PROBLEM DETAILS
Put the data between the lines holding "Target = woman in background" and "[(282, 193), (452, 238)]", inclusive, into a numbered list, leaving out blank lines.

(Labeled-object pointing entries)
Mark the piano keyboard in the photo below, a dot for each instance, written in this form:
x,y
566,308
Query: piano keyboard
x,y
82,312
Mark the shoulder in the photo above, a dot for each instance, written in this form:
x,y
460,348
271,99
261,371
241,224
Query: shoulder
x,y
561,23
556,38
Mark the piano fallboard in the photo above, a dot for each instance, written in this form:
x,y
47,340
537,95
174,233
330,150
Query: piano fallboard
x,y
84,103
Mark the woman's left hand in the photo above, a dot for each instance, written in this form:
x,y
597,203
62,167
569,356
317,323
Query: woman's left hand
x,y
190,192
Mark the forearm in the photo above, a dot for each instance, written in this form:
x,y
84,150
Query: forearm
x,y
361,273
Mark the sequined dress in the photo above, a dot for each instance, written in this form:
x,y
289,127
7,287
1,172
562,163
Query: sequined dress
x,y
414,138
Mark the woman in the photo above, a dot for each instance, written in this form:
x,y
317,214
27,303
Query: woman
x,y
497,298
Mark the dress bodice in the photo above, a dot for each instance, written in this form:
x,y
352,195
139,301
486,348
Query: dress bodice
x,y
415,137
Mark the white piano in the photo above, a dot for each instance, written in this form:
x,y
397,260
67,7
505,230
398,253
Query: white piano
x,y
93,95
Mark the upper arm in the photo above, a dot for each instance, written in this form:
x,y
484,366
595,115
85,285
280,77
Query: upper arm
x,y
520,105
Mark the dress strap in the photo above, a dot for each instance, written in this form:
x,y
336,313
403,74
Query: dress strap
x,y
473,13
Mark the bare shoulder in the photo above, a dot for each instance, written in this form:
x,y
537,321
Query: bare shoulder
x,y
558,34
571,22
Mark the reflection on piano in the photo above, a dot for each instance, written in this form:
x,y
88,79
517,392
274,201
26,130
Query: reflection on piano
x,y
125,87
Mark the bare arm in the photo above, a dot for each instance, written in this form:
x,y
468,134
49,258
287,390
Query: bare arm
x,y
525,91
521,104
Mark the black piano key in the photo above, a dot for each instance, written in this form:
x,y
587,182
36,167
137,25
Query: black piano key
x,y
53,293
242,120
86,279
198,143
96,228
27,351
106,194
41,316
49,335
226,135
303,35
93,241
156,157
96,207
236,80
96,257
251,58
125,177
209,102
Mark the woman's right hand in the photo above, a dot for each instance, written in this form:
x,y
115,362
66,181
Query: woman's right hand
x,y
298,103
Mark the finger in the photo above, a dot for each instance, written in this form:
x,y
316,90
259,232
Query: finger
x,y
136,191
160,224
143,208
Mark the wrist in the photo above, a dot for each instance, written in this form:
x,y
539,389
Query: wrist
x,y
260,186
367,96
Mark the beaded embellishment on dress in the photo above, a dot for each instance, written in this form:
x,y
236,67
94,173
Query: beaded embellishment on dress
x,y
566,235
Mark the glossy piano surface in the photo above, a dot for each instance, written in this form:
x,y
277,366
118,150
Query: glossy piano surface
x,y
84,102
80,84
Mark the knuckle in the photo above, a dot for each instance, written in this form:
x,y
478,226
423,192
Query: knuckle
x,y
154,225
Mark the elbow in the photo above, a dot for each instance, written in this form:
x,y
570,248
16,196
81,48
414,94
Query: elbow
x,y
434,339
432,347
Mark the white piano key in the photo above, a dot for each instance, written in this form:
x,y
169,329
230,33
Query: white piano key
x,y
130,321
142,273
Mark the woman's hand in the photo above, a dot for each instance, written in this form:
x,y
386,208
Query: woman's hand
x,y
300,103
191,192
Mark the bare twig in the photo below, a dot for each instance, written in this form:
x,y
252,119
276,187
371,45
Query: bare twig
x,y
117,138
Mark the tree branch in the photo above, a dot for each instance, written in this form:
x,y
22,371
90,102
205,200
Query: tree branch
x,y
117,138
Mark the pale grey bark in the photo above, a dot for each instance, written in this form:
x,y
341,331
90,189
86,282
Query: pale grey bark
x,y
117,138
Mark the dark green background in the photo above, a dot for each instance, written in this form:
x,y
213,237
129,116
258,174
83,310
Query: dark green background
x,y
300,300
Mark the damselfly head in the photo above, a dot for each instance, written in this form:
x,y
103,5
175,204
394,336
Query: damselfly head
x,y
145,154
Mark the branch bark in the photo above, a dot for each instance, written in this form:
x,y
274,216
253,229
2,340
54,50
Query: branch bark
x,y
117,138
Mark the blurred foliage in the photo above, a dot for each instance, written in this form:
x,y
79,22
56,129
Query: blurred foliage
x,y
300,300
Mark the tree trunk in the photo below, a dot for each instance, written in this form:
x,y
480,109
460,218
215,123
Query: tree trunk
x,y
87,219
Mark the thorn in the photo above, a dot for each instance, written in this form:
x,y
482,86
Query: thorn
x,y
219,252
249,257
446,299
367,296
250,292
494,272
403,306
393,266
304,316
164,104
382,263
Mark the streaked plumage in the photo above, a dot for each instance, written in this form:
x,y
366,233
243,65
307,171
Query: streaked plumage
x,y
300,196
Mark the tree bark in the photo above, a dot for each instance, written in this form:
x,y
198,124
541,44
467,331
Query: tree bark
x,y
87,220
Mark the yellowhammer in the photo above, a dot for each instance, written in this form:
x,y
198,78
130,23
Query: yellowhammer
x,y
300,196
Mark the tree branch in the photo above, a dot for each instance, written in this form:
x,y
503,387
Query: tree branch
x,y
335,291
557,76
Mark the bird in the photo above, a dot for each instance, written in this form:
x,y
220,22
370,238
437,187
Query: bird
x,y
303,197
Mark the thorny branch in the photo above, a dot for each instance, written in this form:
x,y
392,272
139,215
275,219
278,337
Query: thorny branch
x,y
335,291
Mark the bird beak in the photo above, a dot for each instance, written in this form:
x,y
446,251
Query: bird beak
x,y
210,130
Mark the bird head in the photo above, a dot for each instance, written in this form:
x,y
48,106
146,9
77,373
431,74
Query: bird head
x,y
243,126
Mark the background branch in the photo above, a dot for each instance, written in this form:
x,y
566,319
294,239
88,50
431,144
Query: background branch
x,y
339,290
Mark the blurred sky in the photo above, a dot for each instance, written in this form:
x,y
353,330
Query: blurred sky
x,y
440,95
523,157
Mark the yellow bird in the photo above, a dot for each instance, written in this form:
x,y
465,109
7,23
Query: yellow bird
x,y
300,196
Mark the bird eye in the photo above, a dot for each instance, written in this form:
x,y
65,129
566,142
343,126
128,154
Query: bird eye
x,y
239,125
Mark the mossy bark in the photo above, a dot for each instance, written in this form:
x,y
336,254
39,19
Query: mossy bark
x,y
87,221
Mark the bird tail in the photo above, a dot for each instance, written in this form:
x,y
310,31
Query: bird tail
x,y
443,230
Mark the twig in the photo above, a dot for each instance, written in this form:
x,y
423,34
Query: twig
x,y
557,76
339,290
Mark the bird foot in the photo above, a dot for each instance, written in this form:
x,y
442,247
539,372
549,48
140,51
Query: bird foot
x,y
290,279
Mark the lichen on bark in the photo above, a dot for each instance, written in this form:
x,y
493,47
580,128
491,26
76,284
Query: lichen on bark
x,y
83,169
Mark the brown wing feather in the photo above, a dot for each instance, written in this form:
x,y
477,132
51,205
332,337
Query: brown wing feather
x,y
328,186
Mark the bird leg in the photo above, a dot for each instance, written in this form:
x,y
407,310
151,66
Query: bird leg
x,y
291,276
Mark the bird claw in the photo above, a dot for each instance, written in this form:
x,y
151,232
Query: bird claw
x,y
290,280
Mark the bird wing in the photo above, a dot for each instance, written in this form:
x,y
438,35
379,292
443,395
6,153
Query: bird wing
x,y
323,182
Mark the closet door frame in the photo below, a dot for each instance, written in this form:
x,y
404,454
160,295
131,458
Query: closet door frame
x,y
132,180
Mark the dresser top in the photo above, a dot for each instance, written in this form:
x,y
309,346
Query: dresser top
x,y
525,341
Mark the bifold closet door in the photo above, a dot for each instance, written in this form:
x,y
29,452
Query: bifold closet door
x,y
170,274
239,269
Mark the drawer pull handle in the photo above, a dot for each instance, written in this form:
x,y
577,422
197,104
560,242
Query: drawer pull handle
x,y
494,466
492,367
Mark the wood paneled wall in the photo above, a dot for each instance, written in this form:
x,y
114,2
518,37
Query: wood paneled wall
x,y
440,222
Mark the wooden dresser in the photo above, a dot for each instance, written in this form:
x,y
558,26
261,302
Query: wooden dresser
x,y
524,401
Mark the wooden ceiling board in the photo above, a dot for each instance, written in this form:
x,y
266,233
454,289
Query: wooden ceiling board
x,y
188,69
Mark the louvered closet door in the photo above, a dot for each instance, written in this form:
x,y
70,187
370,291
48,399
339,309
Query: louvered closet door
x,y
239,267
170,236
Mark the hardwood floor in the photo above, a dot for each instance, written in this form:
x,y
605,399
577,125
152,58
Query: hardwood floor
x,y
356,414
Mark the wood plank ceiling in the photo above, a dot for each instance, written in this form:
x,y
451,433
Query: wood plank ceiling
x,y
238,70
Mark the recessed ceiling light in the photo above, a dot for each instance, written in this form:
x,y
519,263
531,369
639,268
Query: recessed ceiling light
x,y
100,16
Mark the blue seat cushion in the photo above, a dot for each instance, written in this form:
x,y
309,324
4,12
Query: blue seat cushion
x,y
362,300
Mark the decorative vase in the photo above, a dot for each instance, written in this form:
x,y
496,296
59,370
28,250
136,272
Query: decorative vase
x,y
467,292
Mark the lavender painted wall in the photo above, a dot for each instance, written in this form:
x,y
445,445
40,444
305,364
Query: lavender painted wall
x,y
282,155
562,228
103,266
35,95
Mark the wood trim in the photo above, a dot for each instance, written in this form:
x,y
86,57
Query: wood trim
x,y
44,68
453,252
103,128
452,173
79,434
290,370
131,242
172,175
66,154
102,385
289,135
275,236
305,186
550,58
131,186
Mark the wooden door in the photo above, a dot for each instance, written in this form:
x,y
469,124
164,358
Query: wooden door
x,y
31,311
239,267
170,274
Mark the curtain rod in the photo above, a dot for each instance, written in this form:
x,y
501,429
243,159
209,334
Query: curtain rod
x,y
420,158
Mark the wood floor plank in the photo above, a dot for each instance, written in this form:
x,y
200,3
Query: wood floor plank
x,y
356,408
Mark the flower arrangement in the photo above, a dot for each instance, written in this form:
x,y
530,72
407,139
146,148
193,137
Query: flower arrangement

* * *

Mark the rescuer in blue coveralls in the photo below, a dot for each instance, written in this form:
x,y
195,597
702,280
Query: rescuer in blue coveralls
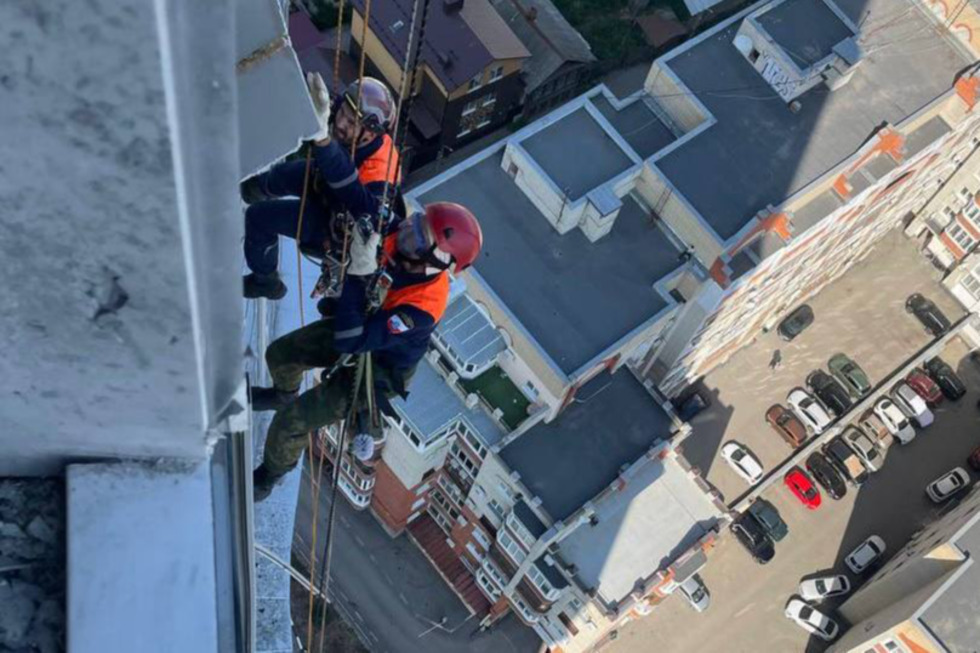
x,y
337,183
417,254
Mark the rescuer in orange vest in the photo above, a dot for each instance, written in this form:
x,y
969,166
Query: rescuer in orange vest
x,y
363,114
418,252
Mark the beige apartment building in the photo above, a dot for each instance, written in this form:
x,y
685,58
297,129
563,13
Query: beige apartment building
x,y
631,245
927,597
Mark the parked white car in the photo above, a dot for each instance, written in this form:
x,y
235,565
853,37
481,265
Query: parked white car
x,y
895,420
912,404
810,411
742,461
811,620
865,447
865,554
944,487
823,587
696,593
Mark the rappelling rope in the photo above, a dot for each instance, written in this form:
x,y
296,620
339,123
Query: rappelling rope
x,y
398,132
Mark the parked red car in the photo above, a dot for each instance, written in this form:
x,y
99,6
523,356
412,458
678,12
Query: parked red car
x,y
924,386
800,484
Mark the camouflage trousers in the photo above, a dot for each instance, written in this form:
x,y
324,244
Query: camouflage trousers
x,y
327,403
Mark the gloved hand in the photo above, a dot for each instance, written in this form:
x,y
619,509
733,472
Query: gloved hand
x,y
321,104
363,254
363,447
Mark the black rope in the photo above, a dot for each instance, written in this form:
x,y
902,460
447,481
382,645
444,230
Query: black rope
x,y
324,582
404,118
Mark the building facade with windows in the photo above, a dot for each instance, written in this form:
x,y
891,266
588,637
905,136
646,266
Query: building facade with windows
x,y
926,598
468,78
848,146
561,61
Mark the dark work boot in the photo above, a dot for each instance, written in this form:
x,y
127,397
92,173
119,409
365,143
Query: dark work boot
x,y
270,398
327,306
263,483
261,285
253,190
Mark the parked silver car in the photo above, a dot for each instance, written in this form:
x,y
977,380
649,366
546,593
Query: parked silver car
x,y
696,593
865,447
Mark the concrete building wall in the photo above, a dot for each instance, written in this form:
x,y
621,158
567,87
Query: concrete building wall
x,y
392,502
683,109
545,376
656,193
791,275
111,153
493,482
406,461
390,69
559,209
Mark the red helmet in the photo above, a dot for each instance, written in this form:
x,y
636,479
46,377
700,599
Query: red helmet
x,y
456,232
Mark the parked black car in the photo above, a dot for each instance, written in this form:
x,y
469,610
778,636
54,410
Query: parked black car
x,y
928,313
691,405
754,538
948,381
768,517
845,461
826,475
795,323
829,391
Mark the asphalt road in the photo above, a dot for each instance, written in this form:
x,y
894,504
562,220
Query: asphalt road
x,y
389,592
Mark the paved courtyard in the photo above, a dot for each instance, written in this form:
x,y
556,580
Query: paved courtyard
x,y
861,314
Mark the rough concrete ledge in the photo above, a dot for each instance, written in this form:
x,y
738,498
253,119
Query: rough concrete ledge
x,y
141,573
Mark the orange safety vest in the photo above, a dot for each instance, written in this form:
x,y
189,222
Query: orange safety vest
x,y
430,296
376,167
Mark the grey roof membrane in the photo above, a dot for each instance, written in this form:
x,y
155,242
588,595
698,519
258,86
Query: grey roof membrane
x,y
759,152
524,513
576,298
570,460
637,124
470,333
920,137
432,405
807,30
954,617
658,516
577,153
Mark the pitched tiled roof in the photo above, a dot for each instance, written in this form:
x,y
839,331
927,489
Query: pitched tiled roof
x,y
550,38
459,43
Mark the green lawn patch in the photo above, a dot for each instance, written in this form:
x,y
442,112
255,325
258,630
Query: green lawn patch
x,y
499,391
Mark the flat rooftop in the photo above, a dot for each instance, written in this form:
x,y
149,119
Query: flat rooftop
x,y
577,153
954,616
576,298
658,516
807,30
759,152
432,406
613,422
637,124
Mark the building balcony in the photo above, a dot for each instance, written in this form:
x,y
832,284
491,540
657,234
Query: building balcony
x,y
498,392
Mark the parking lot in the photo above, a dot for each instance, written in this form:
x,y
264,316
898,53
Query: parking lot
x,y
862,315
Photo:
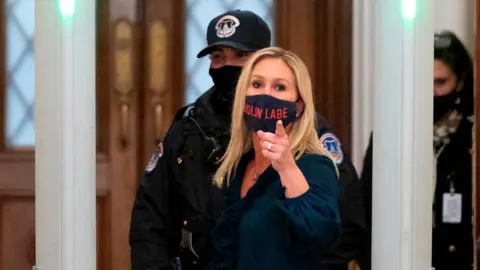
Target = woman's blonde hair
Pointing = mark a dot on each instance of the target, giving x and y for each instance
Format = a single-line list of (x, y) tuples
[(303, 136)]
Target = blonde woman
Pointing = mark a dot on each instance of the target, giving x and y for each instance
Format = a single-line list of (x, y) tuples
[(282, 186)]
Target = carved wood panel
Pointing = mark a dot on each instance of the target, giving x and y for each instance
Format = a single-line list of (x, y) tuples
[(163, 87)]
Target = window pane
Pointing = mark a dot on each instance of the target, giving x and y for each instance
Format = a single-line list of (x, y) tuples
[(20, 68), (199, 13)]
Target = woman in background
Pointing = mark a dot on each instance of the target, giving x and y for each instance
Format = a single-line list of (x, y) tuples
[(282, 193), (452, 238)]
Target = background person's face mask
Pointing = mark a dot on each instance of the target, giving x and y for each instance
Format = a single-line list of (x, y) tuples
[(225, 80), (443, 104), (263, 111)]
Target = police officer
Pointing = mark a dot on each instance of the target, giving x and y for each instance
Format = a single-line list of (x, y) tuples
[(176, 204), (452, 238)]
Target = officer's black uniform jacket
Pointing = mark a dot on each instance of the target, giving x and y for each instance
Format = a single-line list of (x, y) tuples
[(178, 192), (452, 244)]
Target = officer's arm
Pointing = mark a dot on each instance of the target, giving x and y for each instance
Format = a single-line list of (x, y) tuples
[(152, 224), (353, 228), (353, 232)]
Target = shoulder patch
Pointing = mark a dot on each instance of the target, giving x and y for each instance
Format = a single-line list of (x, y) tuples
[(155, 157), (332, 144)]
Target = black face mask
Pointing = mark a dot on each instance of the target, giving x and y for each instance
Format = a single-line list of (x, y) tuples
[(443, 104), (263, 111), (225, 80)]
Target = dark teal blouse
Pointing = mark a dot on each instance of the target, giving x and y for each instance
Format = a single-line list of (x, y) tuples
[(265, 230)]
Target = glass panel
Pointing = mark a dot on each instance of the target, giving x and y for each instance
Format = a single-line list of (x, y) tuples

EXPECTED ANSWER
1. Target = woman in background
2. Pointing = mark a dot on each instance of the target, giving x and y for each instance
3. Format = a single-line list of (x, y) tuples
4. [(282, 193), (452, 238)]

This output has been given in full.